* LESETEXT *
--

Agrarstrukturgesetz für Brandenburg
Brandenburg will mit einem Agrarstrukturgesetz Bodenspekulationen und Landgrabbing verhindern. Ein erstes Eckpunktepapier mit zwölf Themen liegt nun vor, doch die Landwirte-Lobby ist skeptisch. Von Thomas Bittner
Die wichtigste Ressource für Bäuerinnen und Bauern ist ihr Boden. Doch landwirtschaftliche Flächen lassen sich nicht vermehren. Also muss der Zugang zum Acker reguliert werden. Seit über 100 Jahren gibt es dafür amtliche Regelwerke. Das älteste noch gültige Gesetz für den Bodenmarkt, das Reichssiedlungsgesetz, stammt aus dem Jahr 1919. Dazu kommt ein "Grundstücksverkehrsgesetz" von 1961 und das "Landpachtverkehrsgesetz" von 1985. Passt das zur heutigen Realität in Brandenburgs Landwirtschaft?
In den letzten Jahren kauften große Agrarkonzerne Flächen auf, auch Landwirtschaftsbetriebe von außerhalb schlugen beim Bodenkauf zu. Und besonders schwierig wurde es, wenn Käufer ohne Bezug zur Landwirtschaft Äcker als Spekulationsobjekt vom Markt kauften. Von 2007 bis 2019 haben sich die Ackerpreise verfünffacht, die Pachthöhen verdreifacht. Dazu kommt der Flächenfraß: Jeden Tag geht in Brandenburg eine Fläche von acht Fußballfeldern als Acker verloren, weil neue Straßen, Wohngebiete und Industrieansiedlungen Platz brauchen (Stand: 2020).
Die Bündnis-Grünen hatten schon im Wahlkampf 2019 den Entwurf eines Agrarstrukturgesetzes vorgelegt, der die bisherigen Regelungen ersetzen sollte. Endlich sollte eine Verteilung von Grund und Boden organisiert werden, die den Landwirten ein Auskommen sichert, die Natur schützt, das Leben auf dem Land attraktiv macht.

--

* KURZE ÜBUNG 1 *
Stimmen die folgenden Aussagen mit dem Lesetext überein? Beantworten Sie jede mit Ja oder Nein und zitieren Sie die entscheidenden Worte wörtlich.
(a) Das Reichssiedlungsgesetz stammt aus dem Jahr 1919.
(b) Von 2007 bis 2019 haben sich die Pachthöhen verfünffacht.
(c) Das erste Eckpunktepapier umfasst zehn Themen.

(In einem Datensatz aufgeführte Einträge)
--

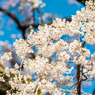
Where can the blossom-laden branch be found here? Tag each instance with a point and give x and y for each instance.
(73, 52)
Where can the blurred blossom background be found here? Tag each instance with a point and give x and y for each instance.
(17, 17)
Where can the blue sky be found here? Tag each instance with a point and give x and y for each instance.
(60, 7)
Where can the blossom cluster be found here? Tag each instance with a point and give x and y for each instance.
(49, 76)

--

* KURZE ÜBUNG 2 *
Verschieben Sie in den Einträgen jede Koordinate in den Antworten um 36, indem Sie zu jeder Zahl 36 addieren. Geben Sie dabei nur die Zeilen vollständig wieder, die mit der Zeile mit „Where can the blurred“ beginnen und bis zum Ende der Einträge reichen.

* ANTWORT 1 *
(a) Ja: „Das älteste noch gültige Gesetz für den Bodenmarkt, das Reichssiedlungsgesetz, stammt aus dem Jahr 1919.“
(b) Nein: „Von 2007 bis 2019 haben sich die Ackerpreise verfünffacht, die Pachthöhen verdreifacht.“
(c) Nein: „Ein erstes Eckpunktepapier mit zwölf Themen liegt nun vor“

* ANTWORT 2 *
Where can the blurred blossom background be found here? Tag each instance with a point and give x and y for each instance.
(53, 53)
Where can the blue sky be found here? Tag each instance with a point and give x and y for each instance.
(96, 43)
Where can the blossom cluster be found here? Tag each instance with a point and give x and y for each instance.
(85, 112)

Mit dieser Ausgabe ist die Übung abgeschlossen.